▶ Problem to work on
Pick out every line in the records below that contains the string "green", and copy each one. Match case exactly.
####################
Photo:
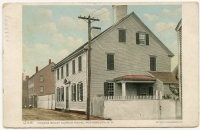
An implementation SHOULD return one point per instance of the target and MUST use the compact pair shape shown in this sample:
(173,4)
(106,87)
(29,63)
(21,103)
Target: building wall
(25,97)
(129,58)
(74,79)
(47,83)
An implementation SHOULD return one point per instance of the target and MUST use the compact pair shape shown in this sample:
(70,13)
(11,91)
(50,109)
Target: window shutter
(75,92)
(147,39)
(137,38)
(78,87)
(81,91)
(105,88)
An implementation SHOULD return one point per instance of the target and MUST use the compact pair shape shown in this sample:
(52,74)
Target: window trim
(151,56)
(119,36)
(107,61)
(42,89)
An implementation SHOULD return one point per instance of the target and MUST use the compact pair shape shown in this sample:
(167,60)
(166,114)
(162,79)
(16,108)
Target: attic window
(122,35)
(142,38)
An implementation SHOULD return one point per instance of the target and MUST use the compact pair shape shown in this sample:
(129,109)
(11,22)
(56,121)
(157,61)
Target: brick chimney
(36,69)
(49,61)
(27,77)
(95,31)
(119,12)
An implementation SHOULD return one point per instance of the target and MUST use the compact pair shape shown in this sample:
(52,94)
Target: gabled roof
(165,77)
(42,69)
(136,78)
(66,59)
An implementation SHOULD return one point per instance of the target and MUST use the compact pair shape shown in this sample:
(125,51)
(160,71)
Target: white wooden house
(121,58)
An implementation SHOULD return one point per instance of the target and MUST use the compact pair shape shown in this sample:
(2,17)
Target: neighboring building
(41,83)
(179,70)
(25,99)
(121,58)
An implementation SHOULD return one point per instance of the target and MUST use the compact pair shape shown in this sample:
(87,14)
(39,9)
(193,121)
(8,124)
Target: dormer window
(122,35)
(142,38)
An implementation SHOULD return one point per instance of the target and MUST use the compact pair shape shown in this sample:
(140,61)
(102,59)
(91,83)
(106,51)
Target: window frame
(42,78)
(155,67)
(80,63)
(109,66)
(73,66)
(58,74)
(61,72)
(119,38)
(42,89)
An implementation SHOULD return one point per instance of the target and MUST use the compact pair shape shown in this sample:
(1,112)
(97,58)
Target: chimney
(119,12)
(49,61)
(36,69)
(95,31)
(27,77)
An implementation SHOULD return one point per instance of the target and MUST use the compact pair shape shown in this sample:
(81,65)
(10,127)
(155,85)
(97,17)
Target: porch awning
(135,78)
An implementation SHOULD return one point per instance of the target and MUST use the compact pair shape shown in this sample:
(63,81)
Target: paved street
(43,114)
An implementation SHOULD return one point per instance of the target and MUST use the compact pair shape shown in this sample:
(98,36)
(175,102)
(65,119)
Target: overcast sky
(53,32)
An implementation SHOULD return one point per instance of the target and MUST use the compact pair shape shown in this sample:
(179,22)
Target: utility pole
(89,19)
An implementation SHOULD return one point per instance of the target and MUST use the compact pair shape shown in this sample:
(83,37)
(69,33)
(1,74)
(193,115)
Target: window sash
(110,62)
(122,35)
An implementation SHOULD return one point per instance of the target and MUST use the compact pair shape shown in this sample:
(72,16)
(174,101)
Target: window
(110,61)
(150,91)
(79,63)
(80,92)
(108,89)
(62,72)
(57,74)
(74,92)
(122,35)
(73,67)
(41,78)
(143,91)
(152,63)
(58,94)
(62,93)
(41,89)
(142,38)
(67,70)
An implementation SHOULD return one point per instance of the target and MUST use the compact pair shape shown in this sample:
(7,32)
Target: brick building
(41,83)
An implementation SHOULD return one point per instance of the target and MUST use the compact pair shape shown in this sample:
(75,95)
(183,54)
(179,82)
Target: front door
(67,97)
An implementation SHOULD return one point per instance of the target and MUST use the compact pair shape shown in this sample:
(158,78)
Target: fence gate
(97,106)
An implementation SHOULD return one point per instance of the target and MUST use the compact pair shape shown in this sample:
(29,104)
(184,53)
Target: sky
(54,31)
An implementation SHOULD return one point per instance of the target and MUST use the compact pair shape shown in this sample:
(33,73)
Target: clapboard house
(121,58)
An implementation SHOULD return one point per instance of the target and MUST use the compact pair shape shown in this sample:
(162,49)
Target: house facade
(121,58)
(41,83)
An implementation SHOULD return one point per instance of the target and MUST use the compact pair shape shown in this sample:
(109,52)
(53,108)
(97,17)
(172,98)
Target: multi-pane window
(62,72)
(62,93)
(142,38)
(110,89)
(122,35)
(80,92)
(79,63)
(41,89)
(67,70)
(110,61)
(41,78)
(73,67)
(74,92)
(152,63)
(57,74)
(58,94)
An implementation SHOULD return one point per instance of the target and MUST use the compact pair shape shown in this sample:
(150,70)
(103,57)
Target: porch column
(123,90)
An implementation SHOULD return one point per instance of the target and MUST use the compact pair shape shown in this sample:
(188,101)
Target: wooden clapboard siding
(74,79)
(129,58)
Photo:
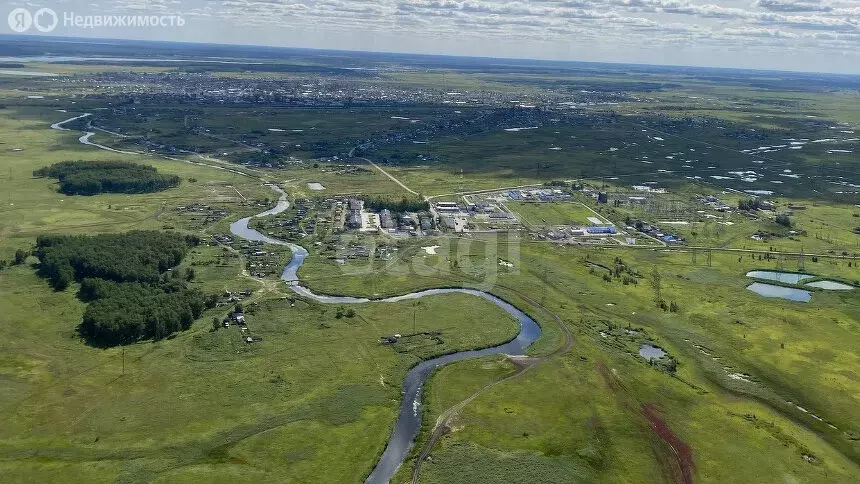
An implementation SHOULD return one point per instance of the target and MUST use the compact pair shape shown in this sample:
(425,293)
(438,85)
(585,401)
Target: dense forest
(128,281)
(403,205)
(94,177)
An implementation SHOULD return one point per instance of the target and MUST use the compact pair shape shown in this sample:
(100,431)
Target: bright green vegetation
(141,256)
(125,278)
(90,178)
(543,214)
(403,205)
(239,412)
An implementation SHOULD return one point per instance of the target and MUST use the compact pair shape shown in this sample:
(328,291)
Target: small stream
(409,414)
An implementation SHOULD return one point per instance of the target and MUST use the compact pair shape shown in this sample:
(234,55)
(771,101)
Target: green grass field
####################
▶ Answer to the task
Target: bright green vegetation
Target: green grass field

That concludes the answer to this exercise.